TASK OBJECTIVE>
Your answer should consist only of the line with "Target: second truck" and the lines after it, reproduced exactly through the end of the entries below.

DATA FOR THE TASK>
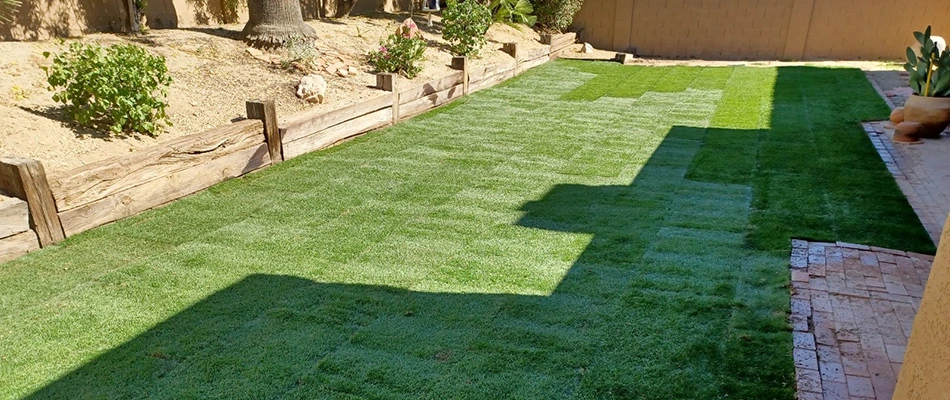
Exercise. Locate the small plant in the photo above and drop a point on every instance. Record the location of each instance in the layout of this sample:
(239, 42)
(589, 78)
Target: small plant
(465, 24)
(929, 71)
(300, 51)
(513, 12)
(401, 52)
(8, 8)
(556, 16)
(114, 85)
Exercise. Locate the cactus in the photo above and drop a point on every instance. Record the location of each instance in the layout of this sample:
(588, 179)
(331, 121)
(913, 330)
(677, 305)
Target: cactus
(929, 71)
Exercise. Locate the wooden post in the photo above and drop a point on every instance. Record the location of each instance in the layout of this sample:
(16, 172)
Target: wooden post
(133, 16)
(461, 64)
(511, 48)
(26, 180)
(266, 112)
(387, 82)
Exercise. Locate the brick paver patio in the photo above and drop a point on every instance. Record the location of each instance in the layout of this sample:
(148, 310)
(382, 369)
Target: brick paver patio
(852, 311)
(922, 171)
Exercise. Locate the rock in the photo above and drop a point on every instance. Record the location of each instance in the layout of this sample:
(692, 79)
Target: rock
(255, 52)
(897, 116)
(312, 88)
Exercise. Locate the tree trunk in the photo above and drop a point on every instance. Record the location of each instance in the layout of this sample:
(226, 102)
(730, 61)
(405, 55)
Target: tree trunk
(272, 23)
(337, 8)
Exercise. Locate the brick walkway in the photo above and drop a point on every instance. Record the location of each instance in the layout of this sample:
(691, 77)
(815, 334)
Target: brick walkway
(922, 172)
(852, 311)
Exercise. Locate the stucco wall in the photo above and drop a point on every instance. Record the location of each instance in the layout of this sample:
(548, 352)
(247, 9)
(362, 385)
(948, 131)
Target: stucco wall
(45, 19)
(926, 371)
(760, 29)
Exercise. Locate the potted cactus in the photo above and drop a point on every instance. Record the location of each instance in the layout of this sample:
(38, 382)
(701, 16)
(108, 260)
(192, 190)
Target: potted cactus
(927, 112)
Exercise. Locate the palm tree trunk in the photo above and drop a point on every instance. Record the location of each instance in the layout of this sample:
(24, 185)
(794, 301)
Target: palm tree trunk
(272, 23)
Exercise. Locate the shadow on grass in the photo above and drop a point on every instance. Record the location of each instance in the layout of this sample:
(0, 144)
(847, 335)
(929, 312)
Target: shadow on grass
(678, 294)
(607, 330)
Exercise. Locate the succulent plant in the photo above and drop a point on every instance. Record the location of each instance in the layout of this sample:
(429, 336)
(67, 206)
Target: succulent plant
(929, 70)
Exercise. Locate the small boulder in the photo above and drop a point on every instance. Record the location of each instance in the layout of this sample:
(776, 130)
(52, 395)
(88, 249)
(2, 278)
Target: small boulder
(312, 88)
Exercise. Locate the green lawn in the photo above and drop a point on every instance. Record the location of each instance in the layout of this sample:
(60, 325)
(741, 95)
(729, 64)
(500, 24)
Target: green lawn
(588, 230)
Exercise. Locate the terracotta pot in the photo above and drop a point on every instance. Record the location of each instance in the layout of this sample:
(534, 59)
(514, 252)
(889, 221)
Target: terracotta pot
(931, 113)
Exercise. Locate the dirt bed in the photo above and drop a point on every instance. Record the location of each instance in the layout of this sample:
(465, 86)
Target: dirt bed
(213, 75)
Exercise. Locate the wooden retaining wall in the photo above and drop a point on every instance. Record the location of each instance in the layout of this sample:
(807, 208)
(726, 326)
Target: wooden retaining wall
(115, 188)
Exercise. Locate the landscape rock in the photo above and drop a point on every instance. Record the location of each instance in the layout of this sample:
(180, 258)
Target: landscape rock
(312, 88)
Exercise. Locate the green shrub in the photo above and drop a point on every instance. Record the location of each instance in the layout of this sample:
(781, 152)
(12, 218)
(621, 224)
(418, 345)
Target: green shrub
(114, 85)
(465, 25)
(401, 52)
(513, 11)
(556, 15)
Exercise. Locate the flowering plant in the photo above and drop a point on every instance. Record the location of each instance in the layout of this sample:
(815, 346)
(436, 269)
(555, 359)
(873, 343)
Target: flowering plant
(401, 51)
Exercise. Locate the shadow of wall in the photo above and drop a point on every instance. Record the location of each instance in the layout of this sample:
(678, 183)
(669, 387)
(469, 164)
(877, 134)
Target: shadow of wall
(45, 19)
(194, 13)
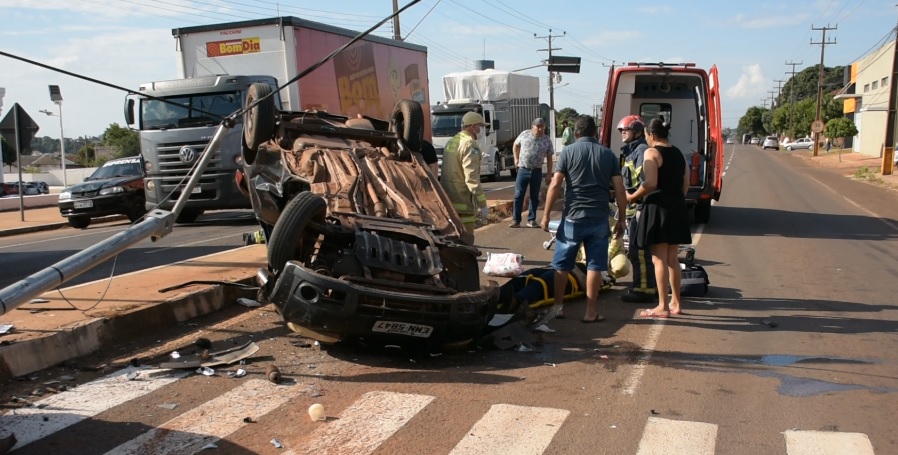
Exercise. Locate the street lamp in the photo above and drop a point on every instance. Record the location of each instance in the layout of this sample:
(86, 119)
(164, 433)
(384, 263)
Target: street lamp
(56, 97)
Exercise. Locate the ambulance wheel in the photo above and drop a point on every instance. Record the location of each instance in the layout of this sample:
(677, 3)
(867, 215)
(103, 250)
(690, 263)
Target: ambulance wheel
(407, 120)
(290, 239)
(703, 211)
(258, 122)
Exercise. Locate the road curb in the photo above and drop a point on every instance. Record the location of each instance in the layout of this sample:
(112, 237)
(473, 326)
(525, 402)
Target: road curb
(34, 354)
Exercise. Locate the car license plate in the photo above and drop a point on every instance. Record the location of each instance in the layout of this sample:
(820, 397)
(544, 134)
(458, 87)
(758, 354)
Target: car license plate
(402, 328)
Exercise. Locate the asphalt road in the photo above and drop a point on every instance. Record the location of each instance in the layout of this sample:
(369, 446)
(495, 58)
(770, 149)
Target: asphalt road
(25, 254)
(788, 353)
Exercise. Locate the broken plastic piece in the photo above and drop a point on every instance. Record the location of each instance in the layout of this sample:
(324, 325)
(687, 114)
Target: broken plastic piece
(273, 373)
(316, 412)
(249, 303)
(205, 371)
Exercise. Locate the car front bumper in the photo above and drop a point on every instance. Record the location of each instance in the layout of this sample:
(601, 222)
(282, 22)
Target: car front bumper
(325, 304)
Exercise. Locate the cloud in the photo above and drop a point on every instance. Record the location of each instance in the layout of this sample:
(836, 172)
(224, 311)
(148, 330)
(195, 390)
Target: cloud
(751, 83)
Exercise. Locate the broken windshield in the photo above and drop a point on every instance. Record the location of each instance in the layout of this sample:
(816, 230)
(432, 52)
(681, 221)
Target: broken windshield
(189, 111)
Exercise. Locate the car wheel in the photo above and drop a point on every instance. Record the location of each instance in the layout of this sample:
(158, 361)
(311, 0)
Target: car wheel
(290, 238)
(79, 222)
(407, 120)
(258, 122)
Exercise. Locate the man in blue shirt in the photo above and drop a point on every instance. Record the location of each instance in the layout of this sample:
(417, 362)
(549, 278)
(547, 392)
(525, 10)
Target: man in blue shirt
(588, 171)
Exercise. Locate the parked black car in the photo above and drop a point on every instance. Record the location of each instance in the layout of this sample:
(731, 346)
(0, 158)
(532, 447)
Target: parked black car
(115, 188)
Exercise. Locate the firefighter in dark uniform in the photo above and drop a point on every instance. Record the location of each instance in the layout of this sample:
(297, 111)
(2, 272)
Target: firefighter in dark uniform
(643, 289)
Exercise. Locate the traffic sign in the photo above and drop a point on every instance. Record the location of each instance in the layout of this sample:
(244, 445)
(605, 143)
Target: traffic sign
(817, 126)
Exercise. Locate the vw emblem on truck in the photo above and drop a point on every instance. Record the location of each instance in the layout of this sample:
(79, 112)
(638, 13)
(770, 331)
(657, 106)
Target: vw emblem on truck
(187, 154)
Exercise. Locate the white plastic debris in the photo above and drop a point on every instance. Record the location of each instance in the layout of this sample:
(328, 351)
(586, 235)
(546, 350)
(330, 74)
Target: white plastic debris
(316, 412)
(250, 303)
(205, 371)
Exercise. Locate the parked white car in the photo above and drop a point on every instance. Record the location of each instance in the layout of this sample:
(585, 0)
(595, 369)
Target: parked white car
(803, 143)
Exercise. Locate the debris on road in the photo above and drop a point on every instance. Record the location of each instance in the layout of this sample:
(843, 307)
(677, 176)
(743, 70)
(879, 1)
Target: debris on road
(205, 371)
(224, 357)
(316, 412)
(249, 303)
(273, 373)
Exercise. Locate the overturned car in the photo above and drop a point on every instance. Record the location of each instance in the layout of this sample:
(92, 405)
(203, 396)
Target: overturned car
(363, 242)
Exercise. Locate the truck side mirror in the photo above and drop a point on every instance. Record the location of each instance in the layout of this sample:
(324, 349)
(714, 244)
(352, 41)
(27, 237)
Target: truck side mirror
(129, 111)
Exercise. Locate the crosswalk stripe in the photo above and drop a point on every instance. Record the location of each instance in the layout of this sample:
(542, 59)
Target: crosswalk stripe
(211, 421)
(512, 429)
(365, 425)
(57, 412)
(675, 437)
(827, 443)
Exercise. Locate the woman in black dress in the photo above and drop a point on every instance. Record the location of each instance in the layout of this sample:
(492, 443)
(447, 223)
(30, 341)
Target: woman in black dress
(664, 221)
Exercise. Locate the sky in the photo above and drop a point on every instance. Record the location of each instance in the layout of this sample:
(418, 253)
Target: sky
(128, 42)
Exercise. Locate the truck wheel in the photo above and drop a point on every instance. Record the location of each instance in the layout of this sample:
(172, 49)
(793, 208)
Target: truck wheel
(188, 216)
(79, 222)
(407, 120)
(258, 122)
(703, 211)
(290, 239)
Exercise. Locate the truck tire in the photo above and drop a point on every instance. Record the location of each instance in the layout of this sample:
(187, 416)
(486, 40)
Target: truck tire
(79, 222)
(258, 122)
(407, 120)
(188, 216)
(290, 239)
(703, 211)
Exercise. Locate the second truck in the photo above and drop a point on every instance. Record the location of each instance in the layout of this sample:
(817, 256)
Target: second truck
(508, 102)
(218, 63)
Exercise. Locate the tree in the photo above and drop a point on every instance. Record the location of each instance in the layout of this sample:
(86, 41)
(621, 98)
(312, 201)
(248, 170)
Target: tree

TASK RESPONSE>
Target: second truck
(508, 102)
(218, 63)
Exercise. Locate the tree in the photo above and drop a point on every instance. Record the location of each instance in the layout of this sample:
(86, 41)
(621, 98)
(312, 201)
(248, 170)
Target: tree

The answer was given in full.